**What this task involves**
Can you copy out every one of the records below word for word, leaving the pictures out of your copy?

**Material provided**
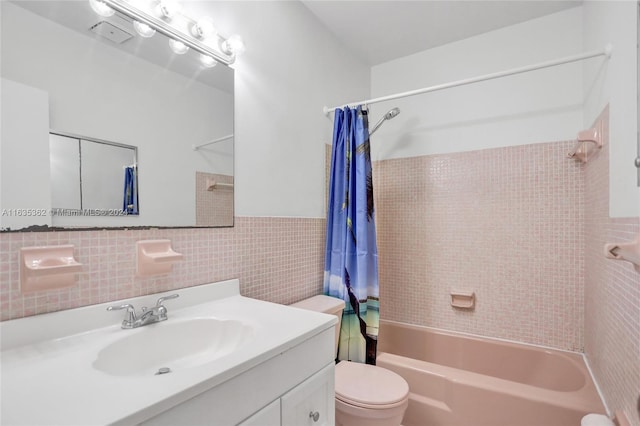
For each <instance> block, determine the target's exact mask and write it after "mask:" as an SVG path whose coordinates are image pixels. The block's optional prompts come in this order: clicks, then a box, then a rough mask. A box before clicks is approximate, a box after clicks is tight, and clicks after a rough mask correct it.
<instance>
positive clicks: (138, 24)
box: [133, 21, 156, 38]
mask: <svg viewBox="0 0 640 426" xmlns="http://www.w3.org/2000/svg"><path fill="white" fill-rule="evenodd" d="M133 29H135V30H136V32H137V33H138V34H139V35H140V37H144V38H149V37H153V35H154V34H155V33H156V30H154V29H153V28H151V27H150V26H149V25H147V24H143V23H142V22H138V21H133Z"/></svg>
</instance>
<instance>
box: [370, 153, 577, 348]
mask: <svg viewBox="0 0 640 426" xmlns="http://www.w3.org/2000/svg"><path fill="white" fill-rule="evenodd" d="M572 146H573V142H571V141H567V142H556V143H542V144H534V145H525V146H515V147H507V148H498V149H487V150H481V151H474V152H465V153H455V154H447V155H430V156H423V157H416V158H407V159H395V160H385V161H380V162H377V163H376V164H375V165H374V188H375V191H376V193H375V195H376V209H377V211H376V215H377V231H378V249H379V254H380V256H379V262H380V265H379V268H380V283H381V284H380V286H381V290H380V291H381V302H380V303H381V315H382V317H383V318H387V319H391V320H396V321H403V322H408V323H412V324H421V325H427V326H432V327H438V328H444V329H449V330H456V331H462V332H469V333H476V334H481V335H486V336H493V337H499V338H506V339H512V340H517V341H523V342H528V343H534V344H541V345H547V346H552V347H556V348H561V349H570V350H582V347H583V321H584V312H583V307H584V299H583V289H584V287H583V285H584V273H583V271H584V256H583V249H582V248H583V246H584V233H583V230H584V226H583V224H584V213H583V212H584V179H583V178H584V172H583V169H582V168H581V167H580V165H579V164H578V163H577V162H575V161H571V160H568V159H567V156H566V154H567V152H568V151H569V150H570V149H571V147H572ZM453 290H458V291H473V292H475V293H476V297H477V304H476V308H475V310H474V311H472V312H469V311H464V310H457V309H454V308H452V307H451V306H450V296H449V293H450V292H451V291H453Z"/></svg>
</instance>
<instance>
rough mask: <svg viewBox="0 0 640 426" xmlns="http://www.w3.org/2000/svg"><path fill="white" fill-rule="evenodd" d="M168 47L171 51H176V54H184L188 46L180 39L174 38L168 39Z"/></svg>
mask: <svg viewBox="0 0 640 426" xmlns="http://www.w3.org/2000/svg"><path fill="white" fill-rule="evenodd" d="M169 47H170V48H171V50H173V53H176V54H178V55H184V54H185V53H187V52H188V51H189V46H187V45H186V44H184V43H183V42H181V41H178V40H174V39H169Z"/></svg>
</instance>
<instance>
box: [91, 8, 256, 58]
mask: <svg viewBox="0 0 640 426" xmlns="http://www.w3.org/2000/svg"><path fill="white" fill-rule="evenodd" d="M89 1H90V3H91V7H92V8H93V10H94V11H95V12H96V13H98V14H101V15H102V16H107V15H104V14H103V13H107V12H106V10H107V9H109V10H111V11H112V14H113V13H115V12H119V13H121V14H122V15H125V16H127V17H129V18H130V19H132V20H133V22H134V28H135V30H136V32H137V33H138V34H140V35H141V36H142V37H151V36H152V35H153V34H155V32H159V33H161V34H163V35H165V36H167V37H168V38H169V40H170V41H169V44H170V46H171V49H172V50H173V51H174V52H175V53H177V54H183V53H186V52H187V51H188V50H189V49H193V50H194V51H196V52H198V53H200V54H201V57H200V61H201V62H202V64H203V66H205V67H207V68H210V67H212V66H214V65H215V63H216V62H221V63H223V64H226V65H231V64H232V63H234V62H235V60H236V58H237V57H238V55H240V54H242V52H244V50H245V48H244V43H243V42H242V39H241V38H240V37H239V36H237V35H232V36H230V37H224V36H222V35H220V34H219V33H217V32H216V29H215V27H214V25H213V23H212V22H211V20H210V19H209V18H199V19H193V18H191V17H189V16H187V15H186V14H185V13H183V12H182V11H181V7H180V4H179V3H178V2H177V1H176V0H159V1H158V0H151V1H147V2H143V1H138V2H135V1H128V0H89ZM205 57H206V58H205ZM212 61H213V62H212Z"/></svg>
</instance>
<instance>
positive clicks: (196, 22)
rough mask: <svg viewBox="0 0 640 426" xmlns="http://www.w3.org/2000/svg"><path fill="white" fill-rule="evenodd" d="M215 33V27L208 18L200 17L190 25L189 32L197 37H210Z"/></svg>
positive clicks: (212, 23)
mask: <svg viewBox="0 0 640 426" xmlns="http://www.w3.org/2000/svg"><path fill="white" fill-rule="evenodd" d="M215 33H216V28H215V27H214V26H213V23H212V22H211V20H210V19H209V18H200V19H198V21H197V22H196V23H195V24H193V26H192V27H191V34H192V35H193V36H194V37H197V38H207V37H211V36H212V35H214V34H215Z"/></svg>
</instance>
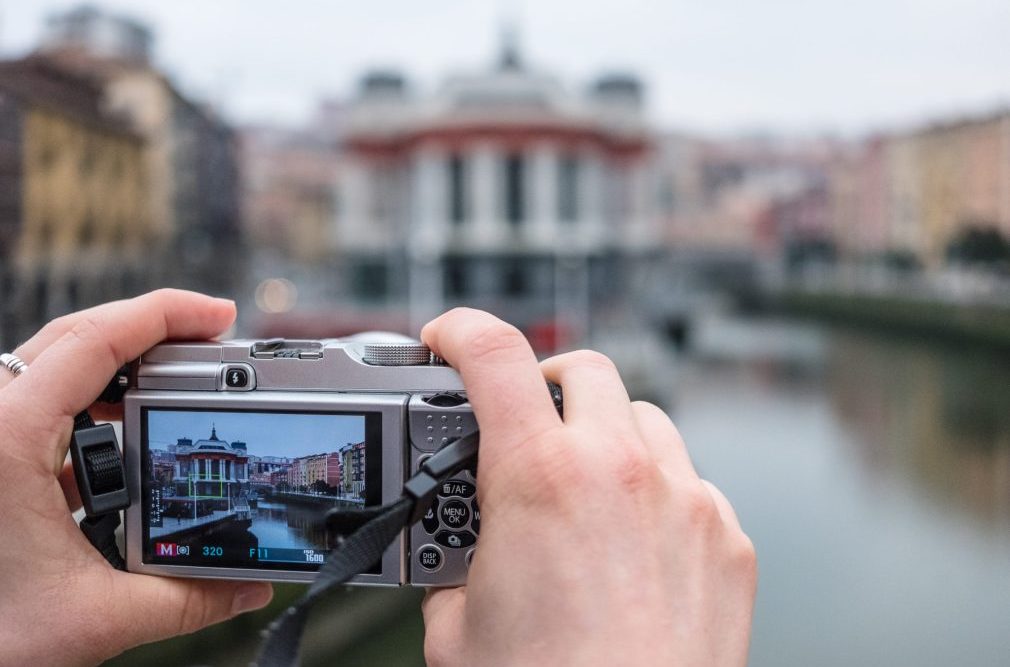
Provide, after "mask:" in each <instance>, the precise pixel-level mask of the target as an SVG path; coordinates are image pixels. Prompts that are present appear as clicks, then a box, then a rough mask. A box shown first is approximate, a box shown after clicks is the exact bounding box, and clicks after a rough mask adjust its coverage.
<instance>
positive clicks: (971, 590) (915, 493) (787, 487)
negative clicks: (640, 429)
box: [670, 317, 1010, 667]
mask: <svg viewBox="0 0 1010 667" xmlns="http://www.w3.org/2000/svg"><path fill="white" fill-rule="evenodd" d="M675 370H676V375H675V378H674V379H675V383H674V385H675V389H674V390H673V396H672V397H671V401H670V408H671V411H672V414H673V415H674V417H675V420H676V421H677V424H678V426H679V427H680V430H681V432H682V434H683V435H684V438H685V440H686V442H687V444H688V447H689V449H690V451H691V454H692V458H693V460H694V461H695V464H696V466H697V467H698V469H699V470H700V472H701V473H702V474H703V475H704V476H706V477H708V478H709V479H711V480H712V481H714V482H715V483H716V484H717V485H718V486H719V487H720V488H721V489H722V490H723V491H724V492H725V493H726V495H727V496H728V497H729V498H730V500H731V501H732V502H733V504H734V506H735V507H736V509H737V512H738V514H739V517H740V520H741V522H742V525H743V527H744V529H745V530H746V532H747V533H748V535H749V536H750V537H751V539H752V540H753V543H754V546H755V548H756V551H758V556H759V567H760V571H761V574H760V584H759V587H760V590H759V594H758V601H756V611H755V617H754V630H753V638H752V644H751V663H750V664H751V665H753V666H754V667H772V666H782V665H797V666H801V665H802V666H807V665H819V666H833V665H846V666H848V665H861V666H867V665H917V666H927V665H937V666H940V665H943V666H946V665H958V666H963V667H964V666H969V665H986V666H990V665H1007V664H1010V360H1007V359H1006V358H1001V357H997V356H991V355H989V354H987V353H985V352H981V351H977V350H973V349H969V348H960V349H958V348H951V347H942V346H937V345H932V344H925V343H918V342H915V341H910V340H908V339H905V340H898V339H891V338H887V337H882V336H879V335H868V333H861V332H855V331H851V330H847V329H844V330H843V329H836V328H828V327H822V326H817V325H811V324H804V323H797V322H791V321H781V320H768V319H761V320H744V319H732V318H725V317H720V318H713V319H709V320H703V321H702V322H701V325H700V326H699V327H698V329H697V330H696V336H695V339H694V344H693V345H692V347H691V350H690V352H689V353H687V354H686V356H685V358H684V359H683V360H682V361H681V362H680V363H679V364H678V365H677V367H676V369H675Z"/></svg>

**Result of this task**
For each <instance> block, determine the target's exact mask and write it after "mask:" as an SVG path whose coordinates are image pixels. The block's optional prompts come in this order: clicks, then a box, then a rough mask. A box before clicks is approximate, a box after clicks is tight, and clicks after a rough mask correct it.
<instance>
positive clicks: (138, 24)
box: [133, 21, 156, 38]
mask: <svg viewBox="0 0 640 426" xmlns="http://www.w3.org/2000/svg"><path fill="white" fill-rule="evenodd" d="M133 29H135V30H136V32H137V33H138V34H139V35H140V37H144V38H149V37H153V35H154V34H155V33H156V30H154V29H153V28H151V27H150V26H149V25H147V24H143V23H142V22H138V21H133Z"/></svg>
</instance>
<instance>
box: [370, 153, 577, 348]
mask: <svg viewBox="0 0 640 426" xmlns="http://www.w3.org/2000/svg"><path fill="white" fill-rule="evenodd" d="M572 146H573V142H571V141H567V142H556V143H542V144H534V145H525V146H515V147H507V148H498V149H487V150H481V151H474V152H465V153H455V154H447V155H430V156H423V157H416V158H407V159H395V160H385V161H380V162H377V163H376V164H375V165H374V188H375V191H376V193H375V195H376V209H377V211H376V215H377V231H378V249H379V254H380V256H379V262H380V265H379V268H380V283H381V284H380V286H381V290H380V291H381V302H380V303H381V315H382V317H383V318H387V319H391V320H396V321H403V322H408V323H412V324H421V325H427V326H432V327H438V328H444V329H449V330H456V331H462V332H469V333H476V334H481V335H486V336H493V337H499V338H506V339H512V340H517V341H523V342H528V343H534V344H541V345H547V346H552V347H556V348H561V349H570V350H582V347H583V321H584V312H583V307H584V299H583V289H584V287H583V285H584V273H583V271H584V256H583V249H582V248H583V246H584V233H583V230H584V226H583V224H584V213H583V212H584V179H583V178H584V172H583V169H582V168H581V167H580V165H579V164H578V163H577V162H575V161H571V160H568V159H567V156H566V154H567V152H568V151H569V150H570V149H571V147H572ZM453 290H458V291H473V292H475V293H476V297H477V304H476V308H475V310H474V311H472V312H469V311H464V310H457V309H454V308H452V307H451V306H450V296H449V293H450V292H451V291H453Z"/></svg>
</instance>
<instance>
rough mask: <svg viewBox="0 0 640 426" xmlns="http://www.w3.org/2000/svg"><path fill="white" fill-rule="evenodd" d="M168 47L171 51H176V54H184L188 46L180 39L174 38L168 39Z"/></svg>
mask: <svg viewBox="0 0 640 426" xmlns="http://www.w3.org/2000/svg"><path fill="white" fill-rule="evenodd" d="M169 47H170V48H171V50H173V53H176V54H178V55H184V54H185V53H187V52H188V51H189V46H187V45H186V44H184V43H183V42H181V41H178V40H174V39H169Z"/></svg>
</instance>
<instance>
box: [91, 8, 256, 58]
mask: <svg viewBox="0 0 640 426" xmlns="http://www.w3.org/2000/svg"><path fill="white" fill-rule="evenodd" d="M89 1H90V3H91V7H92V8H93V10H94V11H95V12H96V13H98V14H101V15H102V16H107V15H104V14H103V13H107V12H106V10H107V9H109V10H111V11H112V14H113V13H115V12H119V13H121V14H122V15H125V16H127V17H129V18H130V19H132V20H133V22H134V28H135V30H136V32H137V33H138V34H140V35H141V36H142V37H151V36H152V35H153V34H155V32H159V33H161V34H163V35H165V36H167V37H168V38H169V40H170V41H169V44H170V46H171V49H172V50H173V51H174V52H175V53H177V54H183V53H186V52H187V51H188V50H189V49H193V50H194V51H196V52H198V53H200V54H201V57H200V61H201V62H202V64H203V66H205V67H207V68H210V67H212V66H214V65H215V63H216V62H221V63H223V64H226V65H231V64H232V63H234V62H235V60H236V58H237V57H238V55H240V54H242V52H244V50H245V48H244V43H243V42H242V39H241V38H240V37H239V36H237V35H232V36H230V37H224V36H222V35H220V34H219V33H217V32H216V29H215V27H214V25H213V23H212V22H211V20H210V19H209V18H199V19H193V18H191V17H189V16H187V15H186V14H185V13H183V12H182V11H181V7H180V4H179V3H178V2H177V1H176V0H159V1H158V0H151V1H147V2H143V1H138V2H135V1H128V0H89ZM205 57H206V58H205ZM212 61H213V62H212Z"/></svg>
</instance>
<instance>
positive clicks: (196, 22)
rough mask: <svg viewBox="0 0 640 426" xmlns="http://www.w3.org/2000/svg"><path fill="white" fill-rule="evenodd" d="M215 33V27L208 18L200 17L190 25L189 32L197 37H210Z"/></svg>
positive clicks: (212, 23)
mask: <svg viewBox="0 0 640 426" xmlns="http://www.w3.org/2000/svg"><path fill="white" fill-rule="evenodd" d="M215 33H216V28H215V27H214V26H213V23H212V22H211V20H210V19H209V18H200V19H198V21H197V22H196V23H195V24H193V26H192V27H191V34H192V35H193V36H194V37H197V38H207V37H211V36H212V35H214V34H215Z"/></svg>
</instance>
Provide, after "mask:" in each <instance>, the precise pixel-level mask of the target as an SVG path; coordinates are image pixels. Prompts that are present appear as clicks, then a box, then a rough mask. A box shown first is approximate, a box shown after clicks is the exact bounding box, and clicks after a rough mask adjust its coverage.
<instance>
positive clicks: (971, 590) (915, 493) (787, 487)
negative clicks: (640, 429)
box: [670, 317, 1010, 667]
mask: <svg viewBox="0 0 1010 667" xmlns="http://www.w3.org/2000/svg"><path fill="white" fill-rule="evenodd" d="M675 370H676V375H675V378H674V379H675V383H674V385H675V389H674V390H673V396H672V397H671V401H670V408H671V411H672V414H673V415H674V417H675V420H676V421H677V424H678V426H679V427H680V430H681V432H682V434H683V435H684V438H685V440H686V442H687V444H688V447H689V449H690V451H691V454H692V458H693V460H694V461H695V464H696V466H697V467H698V469H699V470H700V472H701V473H702V474H703V475H704V476H706V477H708V478H709V479H711V480H712V481H714V482H715V483H716V484H717V485H718V486H719V487H720V488H721V489H722V490H723V491H724V492H725V493H726V495H727V496H728V497H729V498H730V500H731V501H732V502H733V504H734V506H735V507H736V509H737V512H738V514H739V517H740V520H741V522H742V525H743V527H744V529H745V530H746V532H747V533H748V535H749V536H750V537H751V539H752V540H753V543H754V546H755V548H756V551H758V556H759V567H760V571H761V574H760V584H759V587H760V590H759V594H758V601H756V611H755V617H754V630H753V638H752V644H751V663H750V664H751V665H753V666H754V667H772V666H782V665H797V666H801V665H802V666H807V665H819V666H833V665H846V666H848V665H861V666H867V665H917V666H927V665H937V666H940V665H943V666H946V665H958V666H963V667H964V666H969V665H986V666H990V665H1007V664H1010V360H1007V359H1006V358H1001V357H997V356H991V355H989V354H987V353H985V352H981V351H977V350H973V349H969V348H960V349H958V348H951V347H942V346H937V345H932V344H925V343H918V342H915V341H910V340H908V339H905V340H898V339H891V338H887V337H882V336H879V335H868V333H861V332H855V331H851V330H847V329H844V330H843V329H836V328H828V327H822V326H817V325H811V324H804V323H797V322H791V321H781V320H768V319H761V320H744V319H732V318H725V317H720V318H713V319H709V320H703V321H702V322H701V325H700V326H699V327H698V329H697V330H696V336H695V339H694V344H693V345H692V347H691V350H690V352H689V353H687V354H686V356H685V358H684V359H683V360H682V361H681V362H680V363H679V364H678V365H677V367H676V369H675Z"/></svg>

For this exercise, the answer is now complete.